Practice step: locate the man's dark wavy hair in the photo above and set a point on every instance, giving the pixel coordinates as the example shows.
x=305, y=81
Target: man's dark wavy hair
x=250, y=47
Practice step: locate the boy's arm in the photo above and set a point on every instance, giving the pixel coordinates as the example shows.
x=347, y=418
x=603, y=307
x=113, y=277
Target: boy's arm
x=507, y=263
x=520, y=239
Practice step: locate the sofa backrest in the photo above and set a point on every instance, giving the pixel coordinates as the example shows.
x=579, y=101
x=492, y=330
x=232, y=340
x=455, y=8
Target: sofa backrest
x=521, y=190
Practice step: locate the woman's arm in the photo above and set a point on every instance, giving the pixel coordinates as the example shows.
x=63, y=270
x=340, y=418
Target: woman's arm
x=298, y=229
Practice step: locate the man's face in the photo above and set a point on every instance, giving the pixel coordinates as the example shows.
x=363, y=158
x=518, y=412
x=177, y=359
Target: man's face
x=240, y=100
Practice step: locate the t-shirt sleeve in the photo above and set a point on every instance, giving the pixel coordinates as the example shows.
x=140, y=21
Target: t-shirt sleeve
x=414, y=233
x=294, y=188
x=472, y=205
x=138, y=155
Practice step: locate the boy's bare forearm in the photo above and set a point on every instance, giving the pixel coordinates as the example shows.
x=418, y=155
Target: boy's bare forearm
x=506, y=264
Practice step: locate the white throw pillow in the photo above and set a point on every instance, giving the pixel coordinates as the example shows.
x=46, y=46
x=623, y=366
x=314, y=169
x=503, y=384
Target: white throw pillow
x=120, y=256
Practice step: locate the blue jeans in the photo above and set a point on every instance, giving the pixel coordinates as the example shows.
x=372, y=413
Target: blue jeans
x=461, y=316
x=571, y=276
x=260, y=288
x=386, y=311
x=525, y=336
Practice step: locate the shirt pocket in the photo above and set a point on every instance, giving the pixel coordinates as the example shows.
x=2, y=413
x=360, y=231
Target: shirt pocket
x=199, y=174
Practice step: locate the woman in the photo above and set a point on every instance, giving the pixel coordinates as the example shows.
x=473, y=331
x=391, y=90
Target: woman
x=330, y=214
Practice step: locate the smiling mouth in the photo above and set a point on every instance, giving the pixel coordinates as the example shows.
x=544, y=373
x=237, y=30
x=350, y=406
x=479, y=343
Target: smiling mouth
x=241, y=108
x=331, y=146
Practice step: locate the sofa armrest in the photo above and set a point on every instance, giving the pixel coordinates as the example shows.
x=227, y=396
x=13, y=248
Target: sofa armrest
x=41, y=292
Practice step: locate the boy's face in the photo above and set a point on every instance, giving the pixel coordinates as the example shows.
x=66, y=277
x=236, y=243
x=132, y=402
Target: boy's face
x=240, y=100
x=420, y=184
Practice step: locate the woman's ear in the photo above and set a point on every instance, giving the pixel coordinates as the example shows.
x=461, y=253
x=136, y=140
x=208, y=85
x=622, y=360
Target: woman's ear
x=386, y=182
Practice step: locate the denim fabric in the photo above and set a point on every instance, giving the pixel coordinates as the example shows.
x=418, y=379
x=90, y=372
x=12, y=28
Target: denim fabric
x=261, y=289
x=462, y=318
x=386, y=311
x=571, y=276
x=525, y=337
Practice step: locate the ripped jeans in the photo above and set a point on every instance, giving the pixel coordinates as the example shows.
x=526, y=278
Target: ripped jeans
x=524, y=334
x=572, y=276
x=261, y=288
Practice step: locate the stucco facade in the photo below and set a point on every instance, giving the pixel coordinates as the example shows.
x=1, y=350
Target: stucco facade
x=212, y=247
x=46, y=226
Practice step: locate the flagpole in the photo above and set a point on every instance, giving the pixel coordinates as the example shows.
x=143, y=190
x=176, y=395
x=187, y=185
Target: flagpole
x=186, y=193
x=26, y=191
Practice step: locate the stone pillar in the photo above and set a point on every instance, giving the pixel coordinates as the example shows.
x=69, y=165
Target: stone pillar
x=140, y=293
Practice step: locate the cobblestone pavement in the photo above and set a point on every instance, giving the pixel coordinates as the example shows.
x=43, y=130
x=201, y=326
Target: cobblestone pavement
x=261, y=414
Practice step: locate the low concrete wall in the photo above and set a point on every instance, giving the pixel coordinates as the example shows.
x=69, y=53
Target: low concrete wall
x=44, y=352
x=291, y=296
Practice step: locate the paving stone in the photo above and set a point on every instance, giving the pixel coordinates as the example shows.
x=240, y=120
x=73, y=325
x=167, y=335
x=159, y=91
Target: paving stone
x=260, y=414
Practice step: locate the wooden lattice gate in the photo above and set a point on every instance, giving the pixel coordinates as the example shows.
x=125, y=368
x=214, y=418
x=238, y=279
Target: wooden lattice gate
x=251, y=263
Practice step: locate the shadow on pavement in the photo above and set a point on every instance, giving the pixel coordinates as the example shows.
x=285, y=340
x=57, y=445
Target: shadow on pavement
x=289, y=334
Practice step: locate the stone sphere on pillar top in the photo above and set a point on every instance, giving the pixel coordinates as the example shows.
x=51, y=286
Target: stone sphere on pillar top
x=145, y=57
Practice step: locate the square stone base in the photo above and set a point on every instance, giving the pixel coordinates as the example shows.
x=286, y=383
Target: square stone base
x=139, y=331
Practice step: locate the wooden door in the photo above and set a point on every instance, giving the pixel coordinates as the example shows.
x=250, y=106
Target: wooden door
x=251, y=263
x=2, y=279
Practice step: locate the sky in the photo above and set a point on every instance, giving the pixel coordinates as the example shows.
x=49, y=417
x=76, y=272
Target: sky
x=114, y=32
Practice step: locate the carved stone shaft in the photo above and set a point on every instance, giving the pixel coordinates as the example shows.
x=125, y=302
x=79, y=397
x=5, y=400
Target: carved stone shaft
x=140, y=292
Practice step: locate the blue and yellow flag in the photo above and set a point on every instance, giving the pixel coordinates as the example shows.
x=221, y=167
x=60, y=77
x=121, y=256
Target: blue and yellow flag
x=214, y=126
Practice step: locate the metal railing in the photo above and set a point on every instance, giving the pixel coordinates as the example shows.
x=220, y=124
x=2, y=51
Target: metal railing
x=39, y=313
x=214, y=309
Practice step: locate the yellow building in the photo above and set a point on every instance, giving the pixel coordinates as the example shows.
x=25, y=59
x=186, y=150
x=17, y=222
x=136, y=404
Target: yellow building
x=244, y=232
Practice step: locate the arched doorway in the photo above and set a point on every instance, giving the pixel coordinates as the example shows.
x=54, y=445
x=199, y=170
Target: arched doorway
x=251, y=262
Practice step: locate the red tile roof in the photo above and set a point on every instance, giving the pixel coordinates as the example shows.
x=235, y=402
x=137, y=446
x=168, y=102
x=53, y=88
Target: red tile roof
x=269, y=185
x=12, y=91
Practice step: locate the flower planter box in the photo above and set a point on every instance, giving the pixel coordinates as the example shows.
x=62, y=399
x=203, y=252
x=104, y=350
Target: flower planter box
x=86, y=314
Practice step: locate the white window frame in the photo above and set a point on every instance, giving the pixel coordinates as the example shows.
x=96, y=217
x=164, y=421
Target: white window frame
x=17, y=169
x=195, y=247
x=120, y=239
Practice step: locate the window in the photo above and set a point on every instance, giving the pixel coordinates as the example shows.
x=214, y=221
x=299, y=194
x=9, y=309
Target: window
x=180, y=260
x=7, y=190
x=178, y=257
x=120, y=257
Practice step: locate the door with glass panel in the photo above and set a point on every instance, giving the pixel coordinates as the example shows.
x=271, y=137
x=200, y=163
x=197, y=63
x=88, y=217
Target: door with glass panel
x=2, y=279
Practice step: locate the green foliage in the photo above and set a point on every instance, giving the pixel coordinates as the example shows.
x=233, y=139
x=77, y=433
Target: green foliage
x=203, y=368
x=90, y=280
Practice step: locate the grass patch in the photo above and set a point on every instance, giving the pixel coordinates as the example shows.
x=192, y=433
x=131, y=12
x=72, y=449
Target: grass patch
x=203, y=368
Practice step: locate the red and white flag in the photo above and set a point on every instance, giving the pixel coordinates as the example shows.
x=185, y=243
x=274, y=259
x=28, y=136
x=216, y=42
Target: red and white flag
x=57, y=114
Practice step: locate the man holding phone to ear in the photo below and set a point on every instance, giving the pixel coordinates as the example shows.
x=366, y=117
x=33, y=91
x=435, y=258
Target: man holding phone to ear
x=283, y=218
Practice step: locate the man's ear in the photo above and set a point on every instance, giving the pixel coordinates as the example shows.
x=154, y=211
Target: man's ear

☆ ☆ ☆

**What is needed**: Say how many lines of the material hold the string "below". Nothing else should be written.

**The answer**: 2